Detalles del problema:
Extraiga, sin alterarlas en nada, las líneas comprendidas entre la primera y la que contiene "(1170, 771)", ambas incluidas.

Relación de líneas:

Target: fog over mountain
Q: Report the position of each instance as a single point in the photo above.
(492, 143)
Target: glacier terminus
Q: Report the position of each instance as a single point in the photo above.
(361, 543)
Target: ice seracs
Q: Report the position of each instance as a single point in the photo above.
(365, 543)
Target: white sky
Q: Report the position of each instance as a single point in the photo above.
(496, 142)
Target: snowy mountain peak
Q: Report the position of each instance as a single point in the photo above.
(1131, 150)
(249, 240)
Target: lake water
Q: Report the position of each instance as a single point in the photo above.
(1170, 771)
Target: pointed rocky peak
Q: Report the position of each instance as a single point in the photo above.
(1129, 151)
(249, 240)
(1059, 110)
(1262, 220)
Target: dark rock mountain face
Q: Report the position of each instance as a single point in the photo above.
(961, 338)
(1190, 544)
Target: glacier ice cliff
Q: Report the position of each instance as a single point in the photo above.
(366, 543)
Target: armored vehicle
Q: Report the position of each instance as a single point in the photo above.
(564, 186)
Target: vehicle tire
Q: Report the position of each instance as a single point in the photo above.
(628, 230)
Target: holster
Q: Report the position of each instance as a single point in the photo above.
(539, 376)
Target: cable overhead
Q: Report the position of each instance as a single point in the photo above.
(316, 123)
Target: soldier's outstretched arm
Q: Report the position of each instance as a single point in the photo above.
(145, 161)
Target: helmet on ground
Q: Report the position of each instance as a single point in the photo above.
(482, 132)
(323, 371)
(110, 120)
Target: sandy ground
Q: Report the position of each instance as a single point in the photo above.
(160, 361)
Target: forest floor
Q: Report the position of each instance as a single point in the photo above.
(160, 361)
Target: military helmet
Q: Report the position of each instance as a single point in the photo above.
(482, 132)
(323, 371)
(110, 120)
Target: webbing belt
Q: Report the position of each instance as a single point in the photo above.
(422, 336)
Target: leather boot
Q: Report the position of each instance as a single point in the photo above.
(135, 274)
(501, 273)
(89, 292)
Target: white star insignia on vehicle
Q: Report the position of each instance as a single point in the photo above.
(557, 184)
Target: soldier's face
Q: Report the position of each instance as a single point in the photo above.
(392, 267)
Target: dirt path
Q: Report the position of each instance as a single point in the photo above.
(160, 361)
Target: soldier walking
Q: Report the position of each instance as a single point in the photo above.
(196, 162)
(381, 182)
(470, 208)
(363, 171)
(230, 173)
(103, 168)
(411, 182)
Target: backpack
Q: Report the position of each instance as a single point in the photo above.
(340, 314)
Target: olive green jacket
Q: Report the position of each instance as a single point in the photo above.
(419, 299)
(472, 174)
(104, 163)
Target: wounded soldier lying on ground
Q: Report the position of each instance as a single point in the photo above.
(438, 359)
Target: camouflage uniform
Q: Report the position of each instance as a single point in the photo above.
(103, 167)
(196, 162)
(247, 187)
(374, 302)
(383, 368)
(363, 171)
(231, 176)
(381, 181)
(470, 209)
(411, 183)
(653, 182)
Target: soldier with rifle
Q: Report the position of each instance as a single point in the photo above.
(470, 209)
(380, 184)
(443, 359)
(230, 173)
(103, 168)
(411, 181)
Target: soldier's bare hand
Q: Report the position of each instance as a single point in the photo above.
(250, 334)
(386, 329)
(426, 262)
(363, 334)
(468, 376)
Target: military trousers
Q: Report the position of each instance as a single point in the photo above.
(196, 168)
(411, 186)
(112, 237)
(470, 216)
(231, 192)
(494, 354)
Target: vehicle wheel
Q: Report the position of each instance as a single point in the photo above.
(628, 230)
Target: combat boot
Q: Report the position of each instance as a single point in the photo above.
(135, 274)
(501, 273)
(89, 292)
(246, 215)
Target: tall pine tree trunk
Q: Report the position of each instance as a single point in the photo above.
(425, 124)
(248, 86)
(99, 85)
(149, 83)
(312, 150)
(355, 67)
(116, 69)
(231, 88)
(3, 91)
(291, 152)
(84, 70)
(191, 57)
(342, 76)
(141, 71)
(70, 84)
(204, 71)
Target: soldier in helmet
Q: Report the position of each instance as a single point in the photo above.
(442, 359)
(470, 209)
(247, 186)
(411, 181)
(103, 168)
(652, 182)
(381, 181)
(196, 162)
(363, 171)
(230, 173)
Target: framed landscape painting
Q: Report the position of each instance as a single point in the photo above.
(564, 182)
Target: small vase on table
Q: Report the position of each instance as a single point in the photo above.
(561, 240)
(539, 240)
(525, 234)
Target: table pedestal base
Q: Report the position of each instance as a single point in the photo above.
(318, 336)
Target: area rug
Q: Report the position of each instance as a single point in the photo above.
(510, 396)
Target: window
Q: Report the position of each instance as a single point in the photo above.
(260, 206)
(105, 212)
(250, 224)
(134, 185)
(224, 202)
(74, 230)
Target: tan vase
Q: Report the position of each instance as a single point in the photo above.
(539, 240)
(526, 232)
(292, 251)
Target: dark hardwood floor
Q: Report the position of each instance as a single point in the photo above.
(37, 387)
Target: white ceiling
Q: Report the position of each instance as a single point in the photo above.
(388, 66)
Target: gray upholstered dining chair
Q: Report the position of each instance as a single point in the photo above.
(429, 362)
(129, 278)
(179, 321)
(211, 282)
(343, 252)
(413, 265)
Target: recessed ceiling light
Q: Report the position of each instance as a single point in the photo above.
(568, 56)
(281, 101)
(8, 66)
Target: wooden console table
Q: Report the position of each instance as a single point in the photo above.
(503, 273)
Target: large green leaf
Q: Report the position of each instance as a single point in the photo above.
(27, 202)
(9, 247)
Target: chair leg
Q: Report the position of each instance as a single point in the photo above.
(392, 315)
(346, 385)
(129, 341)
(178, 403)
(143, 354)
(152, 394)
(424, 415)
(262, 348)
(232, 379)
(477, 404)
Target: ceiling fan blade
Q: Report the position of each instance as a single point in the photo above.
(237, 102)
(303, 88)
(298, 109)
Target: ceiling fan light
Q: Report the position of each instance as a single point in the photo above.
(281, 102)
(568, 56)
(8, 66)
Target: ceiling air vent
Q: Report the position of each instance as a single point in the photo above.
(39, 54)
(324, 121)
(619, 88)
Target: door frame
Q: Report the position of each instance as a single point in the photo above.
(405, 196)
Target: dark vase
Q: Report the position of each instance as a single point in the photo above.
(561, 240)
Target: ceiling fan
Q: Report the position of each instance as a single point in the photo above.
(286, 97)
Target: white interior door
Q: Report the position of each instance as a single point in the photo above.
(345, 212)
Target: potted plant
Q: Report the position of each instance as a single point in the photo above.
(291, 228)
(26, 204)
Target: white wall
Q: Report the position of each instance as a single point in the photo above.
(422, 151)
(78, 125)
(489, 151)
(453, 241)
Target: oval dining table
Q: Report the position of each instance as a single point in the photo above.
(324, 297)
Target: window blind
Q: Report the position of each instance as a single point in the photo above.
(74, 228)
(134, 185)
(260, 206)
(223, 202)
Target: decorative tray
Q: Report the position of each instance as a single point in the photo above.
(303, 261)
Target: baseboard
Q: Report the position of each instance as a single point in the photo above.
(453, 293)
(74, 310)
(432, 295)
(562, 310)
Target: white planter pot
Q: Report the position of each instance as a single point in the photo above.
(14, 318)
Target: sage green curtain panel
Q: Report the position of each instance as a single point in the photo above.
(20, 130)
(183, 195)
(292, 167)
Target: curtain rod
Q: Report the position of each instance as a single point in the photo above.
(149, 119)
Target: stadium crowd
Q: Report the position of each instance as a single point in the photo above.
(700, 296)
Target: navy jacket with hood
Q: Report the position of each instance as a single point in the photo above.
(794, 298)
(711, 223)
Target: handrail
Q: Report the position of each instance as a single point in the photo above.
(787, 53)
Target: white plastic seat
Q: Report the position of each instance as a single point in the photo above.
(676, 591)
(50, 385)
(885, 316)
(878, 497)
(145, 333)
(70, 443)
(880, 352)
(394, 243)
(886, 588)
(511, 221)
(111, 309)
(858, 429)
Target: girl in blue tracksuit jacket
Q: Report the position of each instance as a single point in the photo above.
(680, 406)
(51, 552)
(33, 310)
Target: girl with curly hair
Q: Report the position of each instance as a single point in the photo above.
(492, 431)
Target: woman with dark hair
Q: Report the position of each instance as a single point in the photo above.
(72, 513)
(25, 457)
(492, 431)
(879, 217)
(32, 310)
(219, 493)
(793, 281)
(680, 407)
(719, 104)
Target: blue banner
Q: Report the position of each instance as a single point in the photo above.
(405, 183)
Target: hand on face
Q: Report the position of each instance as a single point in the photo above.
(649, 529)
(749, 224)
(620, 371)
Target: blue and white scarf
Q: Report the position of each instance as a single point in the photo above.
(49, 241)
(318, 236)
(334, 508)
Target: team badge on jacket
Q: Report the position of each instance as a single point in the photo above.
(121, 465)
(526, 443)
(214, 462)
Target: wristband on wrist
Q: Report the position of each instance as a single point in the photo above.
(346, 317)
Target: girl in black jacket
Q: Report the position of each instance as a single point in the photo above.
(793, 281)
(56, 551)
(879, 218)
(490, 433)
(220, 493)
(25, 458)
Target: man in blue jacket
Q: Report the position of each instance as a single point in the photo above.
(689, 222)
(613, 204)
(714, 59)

Respuesta al ejercicio:
Target: fog over mountain
Q: Report the position of each instance as a single point in the photo above.
(492, 143)
Target: glacier terminus
Q: Report the position of each instance as a single point in the photo above.
(361, 543)
Target: ice seracs
Q: Report the position of each instance as a single point in the photo above.
(365, 543)
Target: white sky
Q: Report the position of each instance as a single point in the photo above.
(496, 142)
Target: snowy mountain peak
Q: Report the position of each instance as a single point in the photo above.
(1131, 150)
(249, 240)
Target: lake water
Q: Report the position of each instance as a single point in the photo above.
(1170, 771)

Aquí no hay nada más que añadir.